What you have to do -
Output exactly, please, the lines of the records below from the one containing "Draw the outline of every instance of the <item>hillside</item>" through the final line.

Provided records -
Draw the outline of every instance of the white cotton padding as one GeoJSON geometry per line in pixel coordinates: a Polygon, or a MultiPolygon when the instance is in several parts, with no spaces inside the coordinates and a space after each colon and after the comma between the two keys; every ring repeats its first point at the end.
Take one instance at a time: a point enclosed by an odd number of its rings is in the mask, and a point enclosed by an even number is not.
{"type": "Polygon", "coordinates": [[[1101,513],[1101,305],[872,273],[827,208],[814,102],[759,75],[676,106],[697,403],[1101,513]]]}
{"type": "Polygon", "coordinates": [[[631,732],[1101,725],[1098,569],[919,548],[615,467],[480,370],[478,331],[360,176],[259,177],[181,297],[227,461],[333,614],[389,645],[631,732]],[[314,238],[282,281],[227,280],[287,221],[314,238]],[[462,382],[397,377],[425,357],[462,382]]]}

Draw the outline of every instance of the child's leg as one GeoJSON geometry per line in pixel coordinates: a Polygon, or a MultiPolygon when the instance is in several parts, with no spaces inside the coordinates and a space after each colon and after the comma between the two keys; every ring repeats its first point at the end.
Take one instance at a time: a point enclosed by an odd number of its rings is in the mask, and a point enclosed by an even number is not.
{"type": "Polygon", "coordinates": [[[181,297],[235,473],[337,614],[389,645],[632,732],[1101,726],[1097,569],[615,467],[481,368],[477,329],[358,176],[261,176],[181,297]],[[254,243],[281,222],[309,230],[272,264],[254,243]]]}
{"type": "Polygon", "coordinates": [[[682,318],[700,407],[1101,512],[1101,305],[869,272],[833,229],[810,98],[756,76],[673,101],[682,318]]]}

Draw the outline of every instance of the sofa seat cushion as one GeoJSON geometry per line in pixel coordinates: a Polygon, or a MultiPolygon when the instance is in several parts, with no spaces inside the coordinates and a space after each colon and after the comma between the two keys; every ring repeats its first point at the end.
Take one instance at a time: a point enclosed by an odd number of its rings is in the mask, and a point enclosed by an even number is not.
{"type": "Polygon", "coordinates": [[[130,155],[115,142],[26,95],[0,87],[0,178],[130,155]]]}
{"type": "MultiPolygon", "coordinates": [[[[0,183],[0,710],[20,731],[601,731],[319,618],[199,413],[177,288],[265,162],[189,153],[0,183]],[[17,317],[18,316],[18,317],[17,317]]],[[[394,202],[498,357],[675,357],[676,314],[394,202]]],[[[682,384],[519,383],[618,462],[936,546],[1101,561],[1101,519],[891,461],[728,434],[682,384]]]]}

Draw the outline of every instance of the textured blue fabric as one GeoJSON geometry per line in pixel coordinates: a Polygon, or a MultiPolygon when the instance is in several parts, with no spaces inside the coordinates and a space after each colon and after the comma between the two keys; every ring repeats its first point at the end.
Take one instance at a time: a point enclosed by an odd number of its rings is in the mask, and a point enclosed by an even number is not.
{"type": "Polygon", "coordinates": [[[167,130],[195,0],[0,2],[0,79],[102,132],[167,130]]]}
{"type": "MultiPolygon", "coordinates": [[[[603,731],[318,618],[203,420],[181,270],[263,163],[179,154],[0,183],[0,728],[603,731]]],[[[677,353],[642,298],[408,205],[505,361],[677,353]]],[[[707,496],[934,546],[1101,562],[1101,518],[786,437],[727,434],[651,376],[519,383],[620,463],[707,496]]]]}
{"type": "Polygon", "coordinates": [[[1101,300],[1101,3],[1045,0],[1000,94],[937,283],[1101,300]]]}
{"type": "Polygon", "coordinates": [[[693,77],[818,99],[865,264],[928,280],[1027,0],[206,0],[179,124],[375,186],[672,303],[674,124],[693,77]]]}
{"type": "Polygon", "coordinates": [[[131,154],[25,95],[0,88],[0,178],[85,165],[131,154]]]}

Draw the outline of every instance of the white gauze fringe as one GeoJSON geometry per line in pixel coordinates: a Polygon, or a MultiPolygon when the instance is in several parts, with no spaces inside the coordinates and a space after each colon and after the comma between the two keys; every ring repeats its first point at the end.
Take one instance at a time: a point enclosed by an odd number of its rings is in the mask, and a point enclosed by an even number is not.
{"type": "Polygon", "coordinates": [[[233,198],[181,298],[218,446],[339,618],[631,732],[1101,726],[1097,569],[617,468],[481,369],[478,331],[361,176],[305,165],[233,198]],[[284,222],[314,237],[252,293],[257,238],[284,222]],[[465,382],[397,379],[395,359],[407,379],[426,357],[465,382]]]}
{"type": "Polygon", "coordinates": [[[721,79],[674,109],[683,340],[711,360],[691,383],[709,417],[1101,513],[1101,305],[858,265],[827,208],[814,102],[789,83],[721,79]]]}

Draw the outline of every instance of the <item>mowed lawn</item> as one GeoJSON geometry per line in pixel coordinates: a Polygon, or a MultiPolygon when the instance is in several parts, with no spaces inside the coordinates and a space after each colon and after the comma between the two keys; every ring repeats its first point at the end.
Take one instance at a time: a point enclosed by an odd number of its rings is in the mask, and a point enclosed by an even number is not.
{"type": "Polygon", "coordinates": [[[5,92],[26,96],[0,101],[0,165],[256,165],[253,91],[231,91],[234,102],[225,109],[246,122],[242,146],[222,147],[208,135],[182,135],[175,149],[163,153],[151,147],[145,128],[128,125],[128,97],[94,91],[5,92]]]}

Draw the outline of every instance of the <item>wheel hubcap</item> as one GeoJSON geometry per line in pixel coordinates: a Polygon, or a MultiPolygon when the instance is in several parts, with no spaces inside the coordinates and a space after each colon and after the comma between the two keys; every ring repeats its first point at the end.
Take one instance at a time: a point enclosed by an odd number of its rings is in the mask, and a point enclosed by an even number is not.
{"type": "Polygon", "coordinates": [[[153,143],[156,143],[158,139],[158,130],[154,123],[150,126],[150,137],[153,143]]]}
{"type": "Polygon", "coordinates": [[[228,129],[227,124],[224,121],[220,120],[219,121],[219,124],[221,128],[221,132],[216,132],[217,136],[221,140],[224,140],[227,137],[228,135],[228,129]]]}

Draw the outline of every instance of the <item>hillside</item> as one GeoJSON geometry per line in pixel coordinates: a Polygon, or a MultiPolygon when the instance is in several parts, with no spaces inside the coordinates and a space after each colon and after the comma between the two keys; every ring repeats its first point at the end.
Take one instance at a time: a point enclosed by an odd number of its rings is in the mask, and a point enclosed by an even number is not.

Response -
Draw the outline of every instance of the <item>hillside</item> as one GeoJSON geometry per line in pixel coordinates: a Polygon, or a MultiPolygon when the instance is in several parts, with no spaces inside the coordinates and a space after each colon and after the comma between the two keys; every ring repeats its first point at the end.
Take one instance at a time: a point enclosed by an odd number of its rings is in the mask, and a point enclosed by an even number is not.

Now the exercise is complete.